TASK
Filter the listing down to every line that contains the word "player", copying each one.

* Start *

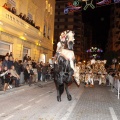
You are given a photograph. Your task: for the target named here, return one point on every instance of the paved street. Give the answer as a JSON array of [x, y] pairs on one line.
[[39, 103]]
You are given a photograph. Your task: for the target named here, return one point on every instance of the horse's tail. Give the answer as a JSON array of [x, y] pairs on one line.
[[61, 89]]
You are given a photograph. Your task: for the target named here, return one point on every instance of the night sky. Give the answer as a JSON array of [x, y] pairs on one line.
[[99, 19]]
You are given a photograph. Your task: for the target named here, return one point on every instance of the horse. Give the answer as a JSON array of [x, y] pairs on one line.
[[65, 66]]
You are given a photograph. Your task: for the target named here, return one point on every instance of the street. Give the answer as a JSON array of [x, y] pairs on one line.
[[38, 102]]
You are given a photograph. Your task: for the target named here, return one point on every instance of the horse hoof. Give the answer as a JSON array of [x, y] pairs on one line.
[[69, 97], [58, 99]]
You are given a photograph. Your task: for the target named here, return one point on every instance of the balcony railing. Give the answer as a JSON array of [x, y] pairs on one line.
[[19, 26]]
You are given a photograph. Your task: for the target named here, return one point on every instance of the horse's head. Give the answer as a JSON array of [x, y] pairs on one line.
[[67, 37]]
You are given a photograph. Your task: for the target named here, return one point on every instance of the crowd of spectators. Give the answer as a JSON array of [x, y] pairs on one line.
[[10, 71], [21, 15]]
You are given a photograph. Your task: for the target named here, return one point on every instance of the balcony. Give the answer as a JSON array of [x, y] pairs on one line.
[[15, 26]]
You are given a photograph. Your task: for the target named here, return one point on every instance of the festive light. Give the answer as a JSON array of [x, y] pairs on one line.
[[76, 5]]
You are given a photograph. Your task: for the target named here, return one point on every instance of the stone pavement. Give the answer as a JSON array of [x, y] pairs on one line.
[[98, 103], [22, 86]]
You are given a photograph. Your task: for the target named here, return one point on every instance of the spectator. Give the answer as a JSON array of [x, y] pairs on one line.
[[24, 17], [25, 57], [27, 19], [11, 54], [5, 62], [44, 72], [39, 67], [25, 64], [6, 77], [6, 6], [10, 62], [13, 10], [20, 15], [28, 75], [17, 66], [15, 76]]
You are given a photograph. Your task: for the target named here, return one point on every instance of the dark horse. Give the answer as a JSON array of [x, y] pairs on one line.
[[63, 72]]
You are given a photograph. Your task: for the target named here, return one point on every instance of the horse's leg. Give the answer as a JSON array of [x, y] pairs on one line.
[[58, 94], [67, 92], [57, 88]]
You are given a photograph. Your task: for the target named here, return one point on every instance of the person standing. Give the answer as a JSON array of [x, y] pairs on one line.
[[5, 74], [15, 76]]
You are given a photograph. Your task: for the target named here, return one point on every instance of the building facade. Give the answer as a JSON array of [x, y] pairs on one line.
[[21, 37], [70, 21], [114, 32]]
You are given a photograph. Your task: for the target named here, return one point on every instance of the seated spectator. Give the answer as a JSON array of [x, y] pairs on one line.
[[20, 15], [15, 76], [13, 10], [24, 17], [5, 74]]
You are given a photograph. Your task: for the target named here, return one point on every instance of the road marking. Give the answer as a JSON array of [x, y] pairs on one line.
[[26, 108], [2, 114], [70, 109], [18, 106], [41, 99], [31, 100], [112, 112], [9, 117]]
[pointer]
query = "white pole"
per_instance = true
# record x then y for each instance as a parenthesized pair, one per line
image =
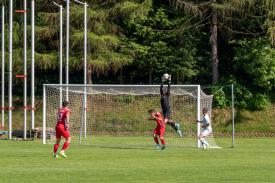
(32, 62)
(25, 69)
(85, 69)
(85, 65)
(3, 66)
(67, 47)
(198, 114)
(60, 50)
(44, 114)
(61, 53)
(10, 68)
(233, 116)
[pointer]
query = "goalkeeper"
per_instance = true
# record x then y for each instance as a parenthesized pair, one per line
(164, 101)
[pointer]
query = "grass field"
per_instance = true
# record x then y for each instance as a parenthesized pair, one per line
(252, 160)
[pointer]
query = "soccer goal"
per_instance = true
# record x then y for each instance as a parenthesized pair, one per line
(121, 111)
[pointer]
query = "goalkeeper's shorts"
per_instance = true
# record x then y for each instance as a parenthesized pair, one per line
(166, 114)
(159, 131)
(206, 132)
(61, 131)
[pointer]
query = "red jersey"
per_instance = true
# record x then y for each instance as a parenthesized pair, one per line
(159, 120)
(62, 115)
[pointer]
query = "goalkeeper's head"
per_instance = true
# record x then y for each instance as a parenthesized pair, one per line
(65, 103)
(152, 112)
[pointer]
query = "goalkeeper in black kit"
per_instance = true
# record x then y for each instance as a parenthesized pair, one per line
(164, 101)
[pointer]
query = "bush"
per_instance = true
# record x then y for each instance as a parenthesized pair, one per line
(259, 102)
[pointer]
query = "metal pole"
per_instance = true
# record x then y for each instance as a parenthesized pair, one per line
(25, 69)
(85, 69)
(44, 114)
(3, 66)
(61, 53)
(198, 115)
(85, 65)
(233, 116)
(67, 47)
(10, 68)
(32, 62)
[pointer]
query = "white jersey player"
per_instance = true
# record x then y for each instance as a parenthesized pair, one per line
(206, 128)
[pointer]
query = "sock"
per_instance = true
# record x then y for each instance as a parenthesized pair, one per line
(202, 141)
(172, 124)
(156, 140)
(162, 141)
(65, 146)
(205, 142)
(55, 148)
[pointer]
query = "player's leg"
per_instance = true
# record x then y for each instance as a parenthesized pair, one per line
(175, 126)
(58, 138)
(65, 134)
(205, 134)
(202, 139)
(155, 136)
(161, 137)
(55, 147)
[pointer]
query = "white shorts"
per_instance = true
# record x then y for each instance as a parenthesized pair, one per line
(206, 132)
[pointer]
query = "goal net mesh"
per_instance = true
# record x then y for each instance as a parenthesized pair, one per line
(120, 111)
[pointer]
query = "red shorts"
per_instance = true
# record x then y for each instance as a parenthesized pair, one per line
(159, 131)
(61, 131)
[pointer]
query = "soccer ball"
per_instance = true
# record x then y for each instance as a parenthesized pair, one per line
(166, 77)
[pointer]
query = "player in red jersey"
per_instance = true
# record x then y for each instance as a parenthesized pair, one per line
(62, 129)
(160, 128)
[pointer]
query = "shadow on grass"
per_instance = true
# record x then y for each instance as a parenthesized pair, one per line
(121, 147)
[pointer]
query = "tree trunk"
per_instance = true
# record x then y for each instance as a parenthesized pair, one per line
(90, 72)
(214, 48)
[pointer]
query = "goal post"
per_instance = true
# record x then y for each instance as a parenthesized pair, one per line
(121, 110)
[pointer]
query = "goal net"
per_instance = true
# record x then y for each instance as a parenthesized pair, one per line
(120, 111)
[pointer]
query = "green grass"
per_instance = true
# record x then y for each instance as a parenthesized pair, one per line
(252, 160)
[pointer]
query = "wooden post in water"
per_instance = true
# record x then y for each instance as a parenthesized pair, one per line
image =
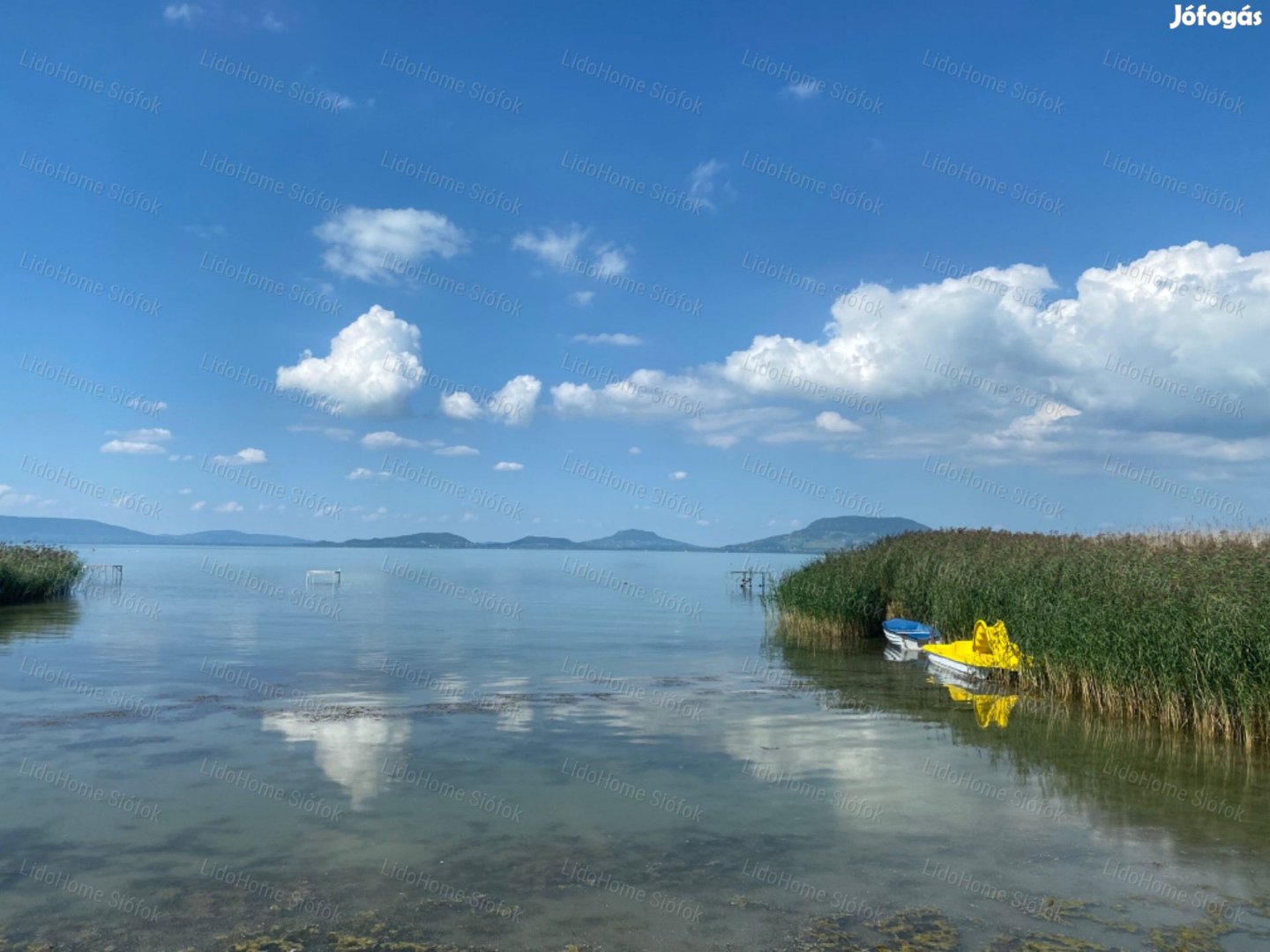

* End *

EXPECTED ANSWER
query = "white jersey player"
query = "player's leg"
query = "player in red jersey"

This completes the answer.